Show every line below that contains the word "bowl", matching case exactly.

--- START OF Dataset records ---

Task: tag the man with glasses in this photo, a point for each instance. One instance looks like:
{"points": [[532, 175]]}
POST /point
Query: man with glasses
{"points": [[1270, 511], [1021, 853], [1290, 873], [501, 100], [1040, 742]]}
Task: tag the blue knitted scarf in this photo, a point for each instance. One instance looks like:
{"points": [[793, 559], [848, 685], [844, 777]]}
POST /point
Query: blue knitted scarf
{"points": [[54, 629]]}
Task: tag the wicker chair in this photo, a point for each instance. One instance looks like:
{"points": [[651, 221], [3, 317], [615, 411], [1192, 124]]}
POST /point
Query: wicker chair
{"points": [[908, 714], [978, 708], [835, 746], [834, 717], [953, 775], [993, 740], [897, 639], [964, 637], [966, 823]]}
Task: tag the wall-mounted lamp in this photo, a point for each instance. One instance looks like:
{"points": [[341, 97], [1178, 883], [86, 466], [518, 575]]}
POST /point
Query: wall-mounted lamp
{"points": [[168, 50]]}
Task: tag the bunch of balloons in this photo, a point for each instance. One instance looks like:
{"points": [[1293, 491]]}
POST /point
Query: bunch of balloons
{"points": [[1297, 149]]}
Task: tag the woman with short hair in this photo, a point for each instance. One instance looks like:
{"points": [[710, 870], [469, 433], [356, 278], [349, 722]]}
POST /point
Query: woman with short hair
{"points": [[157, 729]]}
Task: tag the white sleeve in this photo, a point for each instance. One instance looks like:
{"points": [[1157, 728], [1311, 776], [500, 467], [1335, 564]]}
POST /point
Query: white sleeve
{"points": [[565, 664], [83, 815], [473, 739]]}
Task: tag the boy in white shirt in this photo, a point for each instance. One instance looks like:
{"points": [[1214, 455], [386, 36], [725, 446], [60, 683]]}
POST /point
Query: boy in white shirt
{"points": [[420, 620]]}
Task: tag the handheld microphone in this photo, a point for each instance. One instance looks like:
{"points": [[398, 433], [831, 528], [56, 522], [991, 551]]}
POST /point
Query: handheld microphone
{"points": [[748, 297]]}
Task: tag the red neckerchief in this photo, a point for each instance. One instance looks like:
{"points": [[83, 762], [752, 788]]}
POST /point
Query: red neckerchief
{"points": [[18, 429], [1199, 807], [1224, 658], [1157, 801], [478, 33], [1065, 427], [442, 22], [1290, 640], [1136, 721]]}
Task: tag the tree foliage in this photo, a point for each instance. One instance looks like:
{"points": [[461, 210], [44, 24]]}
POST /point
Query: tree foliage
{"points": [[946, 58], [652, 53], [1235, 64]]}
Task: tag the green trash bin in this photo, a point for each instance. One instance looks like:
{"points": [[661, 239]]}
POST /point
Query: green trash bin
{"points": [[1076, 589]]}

--- END OF Dataset records ---
--- START OF Dataset records ---

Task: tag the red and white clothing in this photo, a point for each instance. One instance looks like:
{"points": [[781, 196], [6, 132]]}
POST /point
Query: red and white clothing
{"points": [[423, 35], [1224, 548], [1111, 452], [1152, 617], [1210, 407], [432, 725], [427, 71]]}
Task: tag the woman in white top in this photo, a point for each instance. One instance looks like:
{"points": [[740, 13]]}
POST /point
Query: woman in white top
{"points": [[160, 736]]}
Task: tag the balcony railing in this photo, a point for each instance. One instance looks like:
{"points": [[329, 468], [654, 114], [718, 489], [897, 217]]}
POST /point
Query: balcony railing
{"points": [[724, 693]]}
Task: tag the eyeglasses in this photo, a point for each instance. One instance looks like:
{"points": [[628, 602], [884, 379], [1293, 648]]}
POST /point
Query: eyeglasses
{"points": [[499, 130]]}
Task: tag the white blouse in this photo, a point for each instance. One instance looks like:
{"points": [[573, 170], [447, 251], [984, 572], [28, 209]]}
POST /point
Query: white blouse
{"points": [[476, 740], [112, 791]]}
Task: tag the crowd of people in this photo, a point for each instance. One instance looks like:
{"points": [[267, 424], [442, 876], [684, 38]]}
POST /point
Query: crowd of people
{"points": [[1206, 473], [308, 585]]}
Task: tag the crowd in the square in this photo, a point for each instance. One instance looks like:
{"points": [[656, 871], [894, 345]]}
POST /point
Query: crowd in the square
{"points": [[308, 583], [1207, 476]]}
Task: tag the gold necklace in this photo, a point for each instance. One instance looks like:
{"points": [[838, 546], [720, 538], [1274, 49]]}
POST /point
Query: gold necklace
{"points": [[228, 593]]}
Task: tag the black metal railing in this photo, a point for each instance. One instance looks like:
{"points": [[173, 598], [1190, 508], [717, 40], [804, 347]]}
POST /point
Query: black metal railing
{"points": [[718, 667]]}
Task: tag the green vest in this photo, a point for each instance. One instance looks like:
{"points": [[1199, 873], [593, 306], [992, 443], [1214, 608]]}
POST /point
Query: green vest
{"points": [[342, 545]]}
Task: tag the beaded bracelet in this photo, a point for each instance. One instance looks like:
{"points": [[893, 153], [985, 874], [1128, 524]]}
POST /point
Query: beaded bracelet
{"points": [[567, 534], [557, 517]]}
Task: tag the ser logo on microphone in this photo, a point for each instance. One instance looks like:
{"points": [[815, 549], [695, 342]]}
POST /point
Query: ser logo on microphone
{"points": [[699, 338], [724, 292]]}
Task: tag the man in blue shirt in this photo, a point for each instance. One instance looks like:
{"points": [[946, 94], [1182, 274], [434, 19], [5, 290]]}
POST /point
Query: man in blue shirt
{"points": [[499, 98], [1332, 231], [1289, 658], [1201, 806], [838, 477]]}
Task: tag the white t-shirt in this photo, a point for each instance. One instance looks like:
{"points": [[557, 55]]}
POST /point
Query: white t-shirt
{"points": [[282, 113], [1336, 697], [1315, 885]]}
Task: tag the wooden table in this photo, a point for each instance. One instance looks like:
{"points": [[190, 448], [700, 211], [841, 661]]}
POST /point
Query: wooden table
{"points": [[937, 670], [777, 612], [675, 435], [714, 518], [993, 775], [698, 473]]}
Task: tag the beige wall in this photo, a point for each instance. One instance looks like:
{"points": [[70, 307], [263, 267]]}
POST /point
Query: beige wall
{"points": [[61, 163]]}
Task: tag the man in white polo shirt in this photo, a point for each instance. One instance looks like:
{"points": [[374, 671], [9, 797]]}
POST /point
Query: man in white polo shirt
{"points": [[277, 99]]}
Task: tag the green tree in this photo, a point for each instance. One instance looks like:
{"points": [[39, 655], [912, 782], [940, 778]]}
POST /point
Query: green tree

--- END OF Dataset records ---
--- START OF Dataset records ---

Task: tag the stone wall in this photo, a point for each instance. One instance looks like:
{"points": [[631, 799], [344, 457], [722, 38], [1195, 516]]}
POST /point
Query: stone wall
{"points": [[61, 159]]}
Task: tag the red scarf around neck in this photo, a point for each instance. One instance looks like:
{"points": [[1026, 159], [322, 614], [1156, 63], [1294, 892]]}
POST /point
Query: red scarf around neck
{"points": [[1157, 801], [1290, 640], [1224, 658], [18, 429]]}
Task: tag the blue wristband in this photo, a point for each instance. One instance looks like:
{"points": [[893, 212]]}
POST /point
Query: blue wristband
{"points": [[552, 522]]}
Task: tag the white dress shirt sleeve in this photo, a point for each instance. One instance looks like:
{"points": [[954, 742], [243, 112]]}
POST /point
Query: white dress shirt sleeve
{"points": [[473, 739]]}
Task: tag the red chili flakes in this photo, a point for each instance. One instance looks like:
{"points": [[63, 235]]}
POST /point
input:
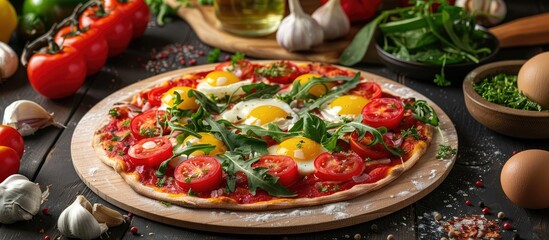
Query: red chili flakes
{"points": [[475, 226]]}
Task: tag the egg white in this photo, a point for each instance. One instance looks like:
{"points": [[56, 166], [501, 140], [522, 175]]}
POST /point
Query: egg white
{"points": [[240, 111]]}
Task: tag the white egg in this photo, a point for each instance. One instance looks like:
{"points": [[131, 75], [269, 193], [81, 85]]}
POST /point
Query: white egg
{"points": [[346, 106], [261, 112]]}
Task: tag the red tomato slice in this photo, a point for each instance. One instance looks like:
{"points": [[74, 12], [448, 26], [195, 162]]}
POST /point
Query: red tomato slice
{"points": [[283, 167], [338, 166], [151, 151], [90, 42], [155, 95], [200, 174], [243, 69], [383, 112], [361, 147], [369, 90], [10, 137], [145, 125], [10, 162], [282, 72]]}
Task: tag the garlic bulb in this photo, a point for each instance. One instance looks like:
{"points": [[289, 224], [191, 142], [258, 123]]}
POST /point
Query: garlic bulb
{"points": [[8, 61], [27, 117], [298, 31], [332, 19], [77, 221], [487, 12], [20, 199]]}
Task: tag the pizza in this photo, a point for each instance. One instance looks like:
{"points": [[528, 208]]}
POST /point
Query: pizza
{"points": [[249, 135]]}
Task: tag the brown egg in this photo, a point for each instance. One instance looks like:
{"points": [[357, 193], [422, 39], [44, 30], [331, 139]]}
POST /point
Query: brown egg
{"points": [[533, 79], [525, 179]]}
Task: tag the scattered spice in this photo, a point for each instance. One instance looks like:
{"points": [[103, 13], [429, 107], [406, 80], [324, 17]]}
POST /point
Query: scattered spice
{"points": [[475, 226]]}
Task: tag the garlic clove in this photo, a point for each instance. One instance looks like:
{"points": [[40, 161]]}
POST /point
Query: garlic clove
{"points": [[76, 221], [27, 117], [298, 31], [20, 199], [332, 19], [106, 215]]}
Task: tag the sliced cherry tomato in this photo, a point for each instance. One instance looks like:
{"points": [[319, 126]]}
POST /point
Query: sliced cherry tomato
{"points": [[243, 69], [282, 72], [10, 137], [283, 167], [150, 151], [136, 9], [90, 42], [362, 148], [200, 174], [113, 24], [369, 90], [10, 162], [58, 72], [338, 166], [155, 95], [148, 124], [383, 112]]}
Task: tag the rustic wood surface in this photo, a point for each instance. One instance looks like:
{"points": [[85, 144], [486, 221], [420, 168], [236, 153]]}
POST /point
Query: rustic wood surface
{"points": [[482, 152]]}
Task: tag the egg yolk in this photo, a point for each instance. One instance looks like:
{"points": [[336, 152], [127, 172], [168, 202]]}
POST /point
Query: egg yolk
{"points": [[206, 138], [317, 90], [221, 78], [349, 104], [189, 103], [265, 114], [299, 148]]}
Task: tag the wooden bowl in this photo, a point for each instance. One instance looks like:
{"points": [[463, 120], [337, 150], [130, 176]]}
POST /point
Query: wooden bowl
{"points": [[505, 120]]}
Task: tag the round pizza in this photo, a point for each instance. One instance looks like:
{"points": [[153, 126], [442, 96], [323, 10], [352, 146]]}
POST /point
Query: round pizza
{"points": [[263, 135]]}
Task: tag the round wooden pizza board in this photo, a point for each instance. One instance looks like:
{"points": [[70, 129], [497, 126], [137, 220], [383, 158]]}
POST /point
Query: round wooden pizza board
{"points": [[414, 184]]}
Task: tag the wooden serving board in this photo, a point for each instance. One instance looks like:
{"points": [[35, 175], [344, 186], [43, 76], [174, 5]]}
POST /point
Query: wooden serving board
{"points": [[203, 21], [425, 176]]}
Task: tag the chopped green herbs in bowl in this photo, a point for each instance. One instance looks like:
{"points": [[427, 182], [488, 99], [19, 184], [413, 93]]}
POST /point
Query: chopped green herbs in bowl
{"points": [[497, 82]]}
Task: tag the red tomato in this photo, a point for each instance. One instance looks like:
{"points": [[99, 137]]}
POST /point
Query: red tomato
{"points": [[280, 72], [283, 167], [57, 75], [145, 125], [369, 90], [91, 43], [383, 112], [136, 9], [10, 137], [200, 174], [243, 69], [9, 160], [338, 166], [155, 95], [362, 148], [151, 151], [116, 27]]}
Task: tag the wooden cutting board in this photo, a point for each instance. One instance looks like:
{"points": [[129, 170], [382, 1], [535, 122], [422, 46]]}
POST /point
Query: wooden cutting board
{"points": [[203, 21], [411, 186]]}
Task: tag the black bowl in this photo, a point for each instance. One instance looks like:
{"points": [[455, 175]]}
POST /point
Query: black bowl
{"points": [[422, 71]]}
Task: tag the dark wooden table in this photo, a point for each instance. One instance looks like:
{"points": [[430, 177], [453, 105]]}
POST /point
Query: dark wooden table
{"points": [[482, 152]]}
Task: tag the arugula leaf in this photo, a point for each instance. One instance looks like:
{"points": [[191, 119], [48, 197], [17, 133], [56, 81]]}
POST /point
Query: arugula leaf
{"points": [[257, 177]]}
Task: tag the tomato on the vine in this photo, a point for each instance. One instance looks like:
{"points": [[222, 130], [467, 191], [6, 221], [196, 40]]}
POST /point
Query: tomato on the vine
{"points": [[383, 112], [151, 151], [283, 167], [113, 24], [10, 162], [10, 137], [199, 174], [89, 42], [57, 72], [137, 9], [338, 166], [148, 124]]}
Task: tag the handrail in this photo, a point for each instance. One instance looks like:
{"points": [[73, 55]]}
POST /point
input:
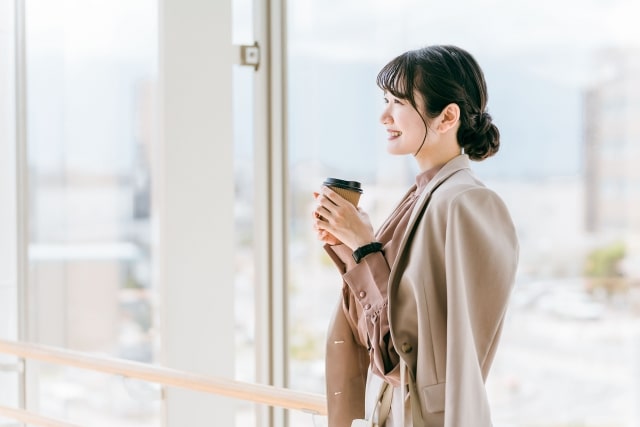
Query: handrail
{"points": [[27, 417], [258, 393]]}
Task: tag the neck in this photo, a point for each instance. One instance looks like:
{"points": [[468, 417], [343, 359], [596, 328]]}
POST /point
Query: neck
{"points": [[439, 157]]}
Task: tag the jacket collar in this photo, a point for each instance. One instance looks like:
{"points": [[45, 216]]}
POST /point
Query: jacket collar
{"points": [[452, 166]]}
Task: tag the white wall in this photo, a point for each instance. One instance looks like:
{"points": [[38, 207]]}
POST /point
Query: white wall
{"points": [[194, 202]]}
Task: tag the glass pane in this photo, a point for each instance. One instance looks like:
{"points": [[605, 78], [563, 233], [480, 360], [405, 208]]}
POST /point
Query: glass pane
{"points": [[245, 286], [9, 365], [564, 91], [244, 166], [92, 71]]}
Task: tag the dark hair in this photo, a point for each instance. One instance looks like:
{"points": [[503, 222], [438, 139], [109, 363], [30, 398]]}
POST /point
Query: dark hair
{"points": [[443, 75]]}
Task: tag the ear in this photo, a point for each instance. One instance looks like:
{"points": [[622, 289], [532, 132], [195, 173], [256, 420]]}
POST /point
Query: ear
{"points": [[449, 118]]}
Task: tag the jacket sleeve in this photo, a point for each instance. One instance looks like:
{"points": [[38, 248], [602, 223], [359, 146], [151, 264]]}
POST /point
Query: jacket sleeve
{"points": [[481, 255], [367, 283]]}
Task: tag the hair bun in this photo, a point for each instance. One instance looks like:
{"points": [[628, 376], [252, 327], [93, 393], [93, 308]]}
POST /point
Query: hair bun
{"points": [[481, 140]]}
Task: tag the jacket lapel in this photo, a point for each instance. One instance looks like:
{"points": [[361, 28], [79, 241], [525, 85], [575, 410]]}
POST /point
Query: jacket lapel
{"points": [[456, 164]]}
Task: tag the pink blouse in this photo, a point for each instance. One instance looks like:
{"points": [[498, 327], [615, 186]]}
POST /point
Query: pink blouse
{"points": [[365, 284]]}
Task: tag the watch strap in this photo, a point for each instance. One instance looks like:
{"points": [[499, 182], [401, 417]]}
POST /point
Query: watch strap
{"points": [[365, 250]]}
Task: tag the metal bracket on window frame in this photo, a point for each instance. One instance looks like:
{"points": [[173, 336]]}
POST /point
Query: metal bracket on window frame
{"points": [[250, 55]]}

--- END OF Dataset records ---

Exercise result ->
Task: tag the wooden bowl in this photo, a point for each instance. One instance looks like:
Query: wooden bowl
Task: tag the chopped green herbs in bowl in this photo, a point for each instance. One instance looks like:
Query: chopped green herbs in bowl
Task: tag the black bowl in this photo, a point for each instance. One instance looks like:
Query: black bowl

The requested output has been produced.